Document excerpt:
____________

TOM DOYLE: That’s a great question, I’m going to give a couple quickies and then defer to Dick. If that is okay. Why aren’t they speaking out? I’ve been a priest 33 years, hopefully I’ve been a Christian a lot longer than that, but I was in the bans for a while and then woke up again.

My take on it is this from being a participate observer, number one, there is a kind of socialization that goes into the whole part, training of a priest where we are above and better. And there’s almost a built-in, almost a disdain for lay people. Secondly, those who would like to speak out and find injustice in all of this, there’s almost a kind of a process, that’s a schizophrenic process that goes on. It starts negating the accusations and it’s a denial mechanism. Well, this woman that just come up, she was abused because she, she egged on the priest. You know, or these little kids, well their parents weren’t taking proper care of them. It’s the press, it’s this, so there’s a big denial, because for many men being part of the clerical substructure gives them every bit of their identity and if that’s gone, their identity is gone and they don’t know where to find it.

____________

Source data:
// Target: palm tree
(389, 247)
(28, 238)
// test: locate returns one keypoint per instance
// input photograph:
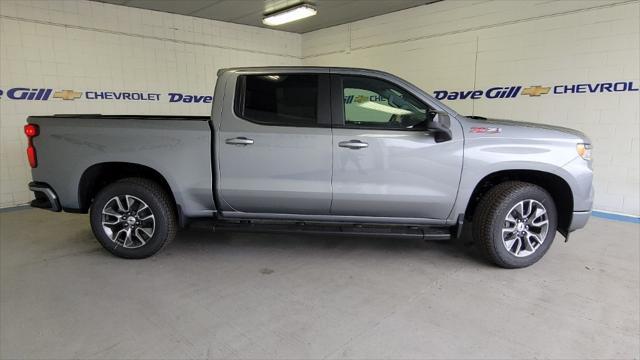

____________

Questions to answer:
A: In the excerpt about why priests don't speak out, how long does the speaker say he has been a priest?
B: Continue the excerpt about why priests don't speak out from where it stops.

Replies:
A: 33 years.

B:
Secondly, there is a very real fear because priests are serfs in the monarchy. They are not the knights, the knights are the Monsignors that work in the offices. But the priests, are the worker bees, so to speak, and they live in fear because they live in a monarchy and they really have very little rights. Very little rights. Ah, on the other hand, you know we talk about the challenges of the gospel and the risks and so on and so forth, and I have been increasingly infuriated by the fact that not one priest group in this country has spoken out. The National Federation of Priest Councils is suppose to be forward looking. They never said, “Boo,” until 2002 when this declaration come out of the Vatican about dispatching the priests. One, two, three, then they all of a sudden became very bent out of shape and concerned over priests’ rights. And I told the President, I said when did you start getting concerned about the rights of the victims? You haven’t. So, until you say something about them, we are not going to get in line with you.

PAUL BAIER: Go ahead Jason.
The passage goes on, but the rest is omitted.